- TEXT SECTION -
+--

Monday, September 20, 2021
How many ways can we search through a tree? Let us count the ways.
#include <vector>
template <typename Value>
struct Tree {
Value value;
std::vector<Tree> children;
};
Visit all of a node's descendants before visiting any of its siblings.
template <typename Value>
const Tree<Value>* depth_first_search(const Tree<Value>& tree, const Value& value) {
if (tree.value == value) {
return &tree;
}
for (const auto& child : tree.children) {
if (const auto result = depth_first_search(child, value)) {
return result;
}
}
return nullptr;
}
Visit all of a node's siblings before visiting any of its descendants.
#include <queue>
template <typename Value>
const Tree<Value>* breadth_first_search(const Tree<Value>& tree, const Value& value) {
std::queue<const Tree<Value>*> to_visit;
to_visit.push(&tree);
for (;;) {
const auto current = to_visit.front();
to_visit.pop();
if (current->value == value) {
return current;
}
for (const auto& child : current->children) {
to_visit.push(&child);
}
if (to_visit.empty()) {
return nullptr;
}
}
}
This required a queue, and did not require recursion.

+--

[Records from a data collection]
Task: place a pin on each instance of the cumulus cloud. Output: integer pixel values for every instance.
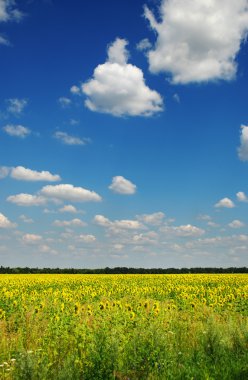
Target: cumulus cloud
(16, 130)
(119, 88)
(125, 224)
(122, 185)
(31, 238)
(198, 40)
(87, 238)
(70, 140)
(225, 202)
(69, 223)
(144, 44)
(26, 200)
(70, 193)
(236, 224)
(24, 174)
(242, 197)
(68, 208)
(75, 90)
(16, 106)
(243, 149)
(184, 231)
(154, 219)
(5, 223)
(25, 219)
(64, 102)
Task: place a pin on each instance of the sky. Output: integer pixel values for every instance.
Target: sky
(123, 133)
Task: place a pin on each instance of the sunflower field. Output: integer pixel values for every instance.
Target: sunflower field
(76, 327)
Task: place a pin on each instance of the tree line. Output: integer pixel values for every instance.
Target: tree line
(120, 270)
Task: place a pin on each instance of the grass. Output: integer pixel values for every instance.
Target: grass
(123, 327)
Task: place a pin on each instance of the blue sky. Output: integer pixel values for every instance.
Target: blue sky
(123, 133)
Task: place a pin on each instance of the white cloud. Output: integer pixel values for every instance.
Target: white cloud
(125, 224)
(118, 88)
(64, 102)
(87, 238)
(68, 208)
(16, 130)
(75, 90)
(102, 221)
(122, 185)
(154, 219)
(16, 106)
(198, 40)
(27, 200)
(236, 224)
(25, 219)
(225, 202)
(69, 223)
(144, 44)
(5, 223)
(185, 230)
(150, 237)
(9, 12)
(176, 97)
(242, 197)
(243, 149)
(204, 217)
(24, 174)
(31, 238)
(68, 192)
(70, 140)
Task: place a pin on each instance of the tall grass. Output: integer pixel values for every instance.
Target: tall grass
(123, 327)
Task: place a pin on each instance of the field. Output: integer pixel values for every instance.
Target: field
(93, 327)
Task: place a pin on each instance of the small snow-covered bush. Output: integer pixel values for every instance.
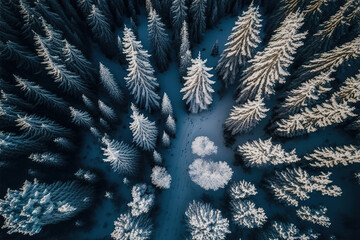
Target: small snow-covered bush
(206, 223)
(209, 174)
(128, 227)
(160, 177)
(143, 199)
(203, 146)
(242, 189)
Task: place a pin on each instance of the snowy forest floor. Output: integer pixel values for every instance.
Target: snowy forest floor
(169, 218)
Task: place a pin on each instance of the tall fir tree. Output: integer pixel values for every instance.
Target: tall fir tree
(197, 88)
(244, 39)
(159, 40)
(140, 79)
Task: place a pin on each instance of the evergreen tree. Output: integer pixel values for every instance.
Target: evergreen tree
(270, 65)
(159, 40)
(140, 79)
(197, 88)
(37, 204)
(122, 157)
(198, 20)
(144, 131)
(244, 39)
(245, 117)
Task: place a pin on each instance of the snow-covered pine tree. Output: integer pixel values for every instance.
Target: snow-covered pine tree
(314, 215)
(122, 157)
(197, 20)
(160, 177)
(245, 214)
(39, 95)
(140, 79)
(244, 39)
(80, 118)
(37, 204)
(166, 107)
(48, 158)
(143, 199)
(259, 153)
(144, 131)
(245, 117)
(333, 156)
(197, 88)
(128, 227)
(269, 66)
(179, 15)
(41, 127)
(205, 222)
(310, 120)
(170, 125)
(101, 31)
(159, 40)
(305, 95)
(295, 184)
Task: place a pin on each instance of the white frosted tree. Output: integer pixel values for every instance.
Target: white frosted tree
(143, 199)
(166, 107)
(310, 120)
(122, 157)
(245, 214)
(197, 19)
(37, 204)
(242, 42)
(108, 81)
(203, 146)
(140, 79)
(242, 189)
(170, 125)
(128, 227)
(206, 223)
(178, 14)
(295, 184)
(80, 118)
(243, 118)
(270, 66)
(144, 131)
(316, 216)
(160, 177)
(210, 175)
(197, 88)
(159, 41)
(259, 153)
(333, 156)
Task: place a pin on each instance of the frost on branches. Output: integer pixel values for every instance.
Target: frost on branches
(203, 146)
(206, 223)
(210, 175)
(330, 157)
(144, 131)
(259, 153)
(295, 184)
(242, 189)
(140, 79)
(269, 66)
(160, 177)
(37, 204)
(128, 227)
(316, 216)
(121, 156)
(288, 231)
(143, 199)
(197, 88)
(245, 214)
(244, 39)
(245, 117)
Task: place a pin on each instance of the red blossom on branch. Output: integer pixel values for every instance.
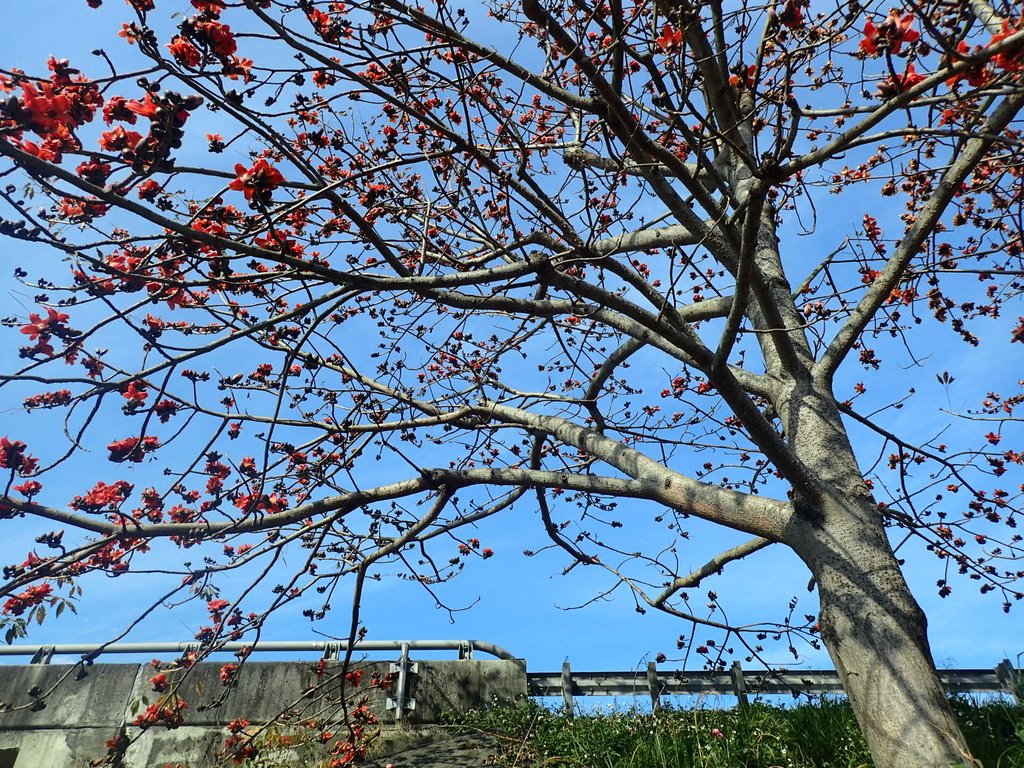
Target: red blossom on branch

+--

- STATED PROBLEM -
According to the text on tree search, what did the breadth-first search require, and what did it not require?

- EXPECTED ANSWER -
It required a queue and did not require recursion.